• What needs to be done:
Retype all of the data without changing a single word.
*****
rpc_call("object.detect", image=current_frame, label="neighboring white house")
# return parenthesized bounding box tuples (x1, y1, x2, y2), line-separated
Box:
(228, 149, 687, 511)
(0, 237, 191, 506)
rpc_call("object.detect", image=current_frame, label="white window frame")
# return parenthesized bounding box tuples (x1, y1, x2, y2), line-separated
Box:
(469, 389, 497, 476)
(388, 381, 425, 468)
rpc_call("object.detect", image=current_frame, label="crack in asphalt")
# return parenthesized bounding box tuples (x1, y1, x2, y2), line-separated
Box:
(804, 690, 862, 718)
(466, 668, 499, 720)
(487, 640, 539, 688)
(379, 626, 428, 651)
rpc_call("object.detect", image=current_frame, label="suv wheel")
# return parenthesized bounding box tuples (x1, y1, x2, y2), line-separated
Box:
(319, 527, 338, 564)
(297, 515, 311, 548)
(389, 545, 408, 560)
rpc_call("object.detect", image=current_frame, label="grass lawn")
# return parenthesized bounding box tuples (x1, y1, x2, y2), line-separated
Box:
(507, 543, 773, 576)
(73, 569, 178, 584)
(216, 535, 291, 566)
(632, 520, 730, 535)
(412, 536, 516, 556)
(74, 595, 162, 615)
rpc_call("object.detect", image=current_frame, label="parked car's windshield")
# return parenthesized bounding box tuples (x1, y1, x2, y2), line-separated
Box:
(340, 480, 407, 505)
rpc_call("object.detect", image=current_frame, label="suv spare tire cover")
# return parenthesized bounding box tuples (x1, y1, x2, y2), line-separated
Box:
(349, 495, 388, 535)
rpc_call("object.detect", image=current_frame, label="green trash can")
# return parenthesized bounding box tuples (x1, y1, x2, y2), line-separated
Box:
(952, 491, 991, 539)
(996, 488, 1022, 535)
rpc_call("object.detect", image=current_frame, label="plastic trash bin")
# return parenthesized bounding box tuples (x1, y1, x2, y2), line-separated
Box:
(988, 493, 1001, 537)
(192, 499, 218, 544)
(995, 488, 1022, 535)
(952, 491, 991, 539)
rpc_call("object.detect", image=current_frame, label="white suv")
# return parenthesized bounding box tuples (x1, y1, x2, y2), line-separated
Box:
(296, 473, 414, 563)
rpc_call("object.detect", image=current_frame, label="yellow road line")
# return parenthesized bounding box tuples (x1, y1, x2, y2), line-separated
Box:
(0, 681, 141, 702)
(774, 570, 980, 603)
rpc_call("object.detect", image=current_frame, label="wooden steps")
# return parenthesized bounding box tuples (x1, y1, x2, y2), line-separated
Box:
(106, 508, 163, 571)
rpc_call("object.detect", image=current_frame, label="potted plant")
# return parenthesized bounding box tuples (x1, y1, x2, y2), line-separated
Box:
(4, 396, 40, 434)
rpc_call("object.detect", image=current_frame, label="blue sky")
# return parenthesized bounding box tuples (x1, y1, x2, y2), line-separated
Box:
*****
• Exercise response:
rpc_call("object.detect", image=current_frame, label="neighboring white house")
# return parenthesized bounding box tuples (x1, y1, x2, y2), line-separated
Box:
(228, 149, 687, 511)
(0, 237, 191, 506)
rpc_call("object.detect", image=current_frame, label="white window frame")
# return parenthesized bounding box tuples (x1, y1, x2, y2), line-separated
Box:
(469, 389, 497, 476)
(388, 381, 425, 468)
rpc_call("object.detect", image=current_frame, label="crack in asphalt")
# return parenthesized bounding box tuples (x1, y1, x2, y2), line-separated
Box:
(804, 690, 862, 718)
(466, 668, 499, 720)
(487, 640, 539, 688)
(379, 626, 428, 651)
rpc_call("object.detect", image=current_frame, label="suv wheel")
# return parenthesized bounding box tuples (x1, y1, x2, y2), line-separated
Box:
(319, 527, 338, 564)
(297, 515, 311, 548)
(389, 545, 408, 560)
rpc_call("object.detect", image=current_frame, label="grass lawn")
# return parenthesized bounding box tuples (x1, y1, x2, y2), line-separated
Box:
(507, 543, 773, 576)
(73, 569, 178, 584)
(216, 535, 291, 566)
(632, 520, 730, 535)
(412, 536, 516, 556)
(74, 595, 162, 615)
rpc_call("object.detect", image=current_frame, label="parked car's windshield")
# return parenthesized bounding box tuples (x1, y1, x2, y2), line-separated
Box:
(340, 480, 407, 505)
rpc_call("object.detect", image=current_frame, label="suv spare tire cover")
# return parenthesized bounding box tuples (x1, y1, x2, y2), line-separated
Box:
(349, 495, 388, 535)
rpc_call("object.detect", image=current_frame, label="green trash can")
# return parenthesized bounding box tuples (x1, y1, x2, y2), line-separated
Box:
(952, 491, 991, 539)
(996, 488, 1022, 535)
rpc_call("object.detect", image=current_frame, label="plastic trash bin")
# return parenthesized bounding box tuples (x1, y1, x2, y2), line-separated
Box:
(988, 493, 1001, 537)
(192, 499, 218, 544)
(995, 488, 1022, 535)
(952, 491, 991, 539)
rpc_call("object.detect", image=current_frame, label="white suv")
# return parenthesized bounding box tuples (x1, y1, x2, y2), line-separated
Box:
(296, 473, 414, 563)
rpc_call("object.detect", image=current_frame, label="yellow road line")
# return parenthesized bounding box tuples (x1, y1, x2, y2), line-separated
Box:
(0, 681, 141, 702)
(774, 570, 980, 603)
rpc_call("object.detect", image=current_frame, label="wooden steps")
# return parenthesized bounding box tuples (x1, y1, x2, y2), line-separated
Box:
(106, 508, 163, 571)
rpc_call("object.detect", image=current_frame, label="potted plant")
# return parenthesized bounding box tuples (x1, y1, x2, y2), line-separated
Box:
(4, 396, 40, 434)
rpc_call("object.detect", image=current_frame, label="blue sky")
# return parenthesized bounding box tuples (x1, y1, x2, y2), line-separated
Box:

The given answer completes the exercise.